Desafios propostos:
A. Reproduza fielmente a passagem do texto sobre as redes sociais que vai de "As redes sociais" até "é sempre melhor.", incluindo este último.
B. Retome o texto sobre as redes sociais a partir do ponto em que ele termina e dê-lhe continuidade.

Na cultura capitalista em que vivemos, fomos levados a acreditar que certas coisas nos definem, como ter um emprego. Você é o que você faz, o que você tem e o que você pode comprar. Mas, ainda dentro do sistema capitalista, não é de hoje que também começamos a nos definir por aquilo que somos na internet. A aparência, os seguidores, as curtidas e tudo mais. Se você não posta, não é visto, e se não é visto, não é lembrado. Se você foi a algum lugar e não postou, não aconteceu.

E está tudo bem. Mas não está.

As redes sociais são muito positivas, quando usadas para o bem. Mas elas podem causar um dano enorme na vida de cada um. Os filmes Not Okay, com direção de Quinn Shephard, e Spree, dirigido por Eugene Kotlyarenko, abordam com sátiras diferentes o peso da cultura dessa vida digital. Uma vida que com o ângulo certo, é completamente diferente da vida real. E para quem vê do outro lado da tela, é aquilo ali, um sonho inalcançável. O jardim do vizinho é sempre mais verde. O feed do outro é sempre melhor.

Material fornecido:
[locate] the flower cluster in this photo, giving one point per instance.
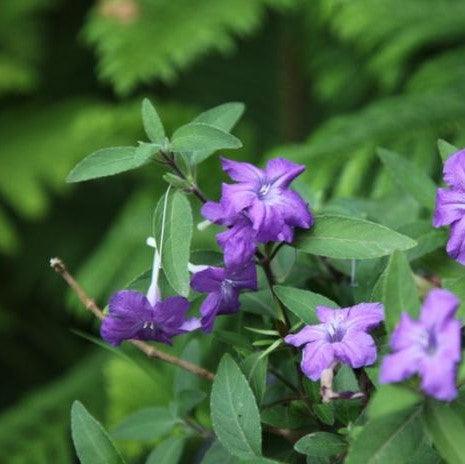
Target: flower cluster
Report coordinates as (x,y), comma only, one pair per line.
(450,205)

Respostas por tarefa:
A.
As redes sociais são muito positivas, quando usadas para o bem. Mas elas podem causar um dano enorme na vida de cada um. Os filmes Not Okay, com direção de Quinn Shephard, e Spree, dirigido por Eugene Kotlyarenko, abordam com sátiras diferentes o peso da cultura dessa vida digital. Uma vida que com o ângulo certo, é completamente diferente da vida real. E para quem vê do outro lado da tela, é aquilo ali, um sonho inalcançável. O jardim do vizinho é sempre mais verde. O feed do outro é sempre melhor.

B.
Atenção: este texto contém spoilers!

Not Okay

Em Not Okay, lançado em agosto deste ano, Zoey Deutch protagoniza o longa como uma típica “looser”, uma mulher invisível e sem amigos, que só quer ser vista. Mas ela encontra uma saída para seus problemas de um jeito muito distorcido. Danni Sanders (Zoey) trabalha numa revista on-line, que também é uma empresa de publicidade, lidando com muitos influencers que não lembram seu nome. Ela é editora de imagem, mas sonha em escrever artigos para o site.

Impulsionada por uma paixão pelo influencer Colin (Dylan O’Brien), e por uma mentira, Danni decide editar fotos caseiras, para parecer que está em um retiro de escritores em Paris. E suas postagens começam a fazer sucesso, as pessoas passam a acreditar que ela está na França. E, então, Danni acorda com mensagens de preocupação quando acontece um atentado terrorista em Paris. E no lugar de assumir que era tudo armado e ela estava completamente segura nos Estados Unidos, Danni se sente importante para as pessoas, e decide embarcar ainda mais nessa mentira.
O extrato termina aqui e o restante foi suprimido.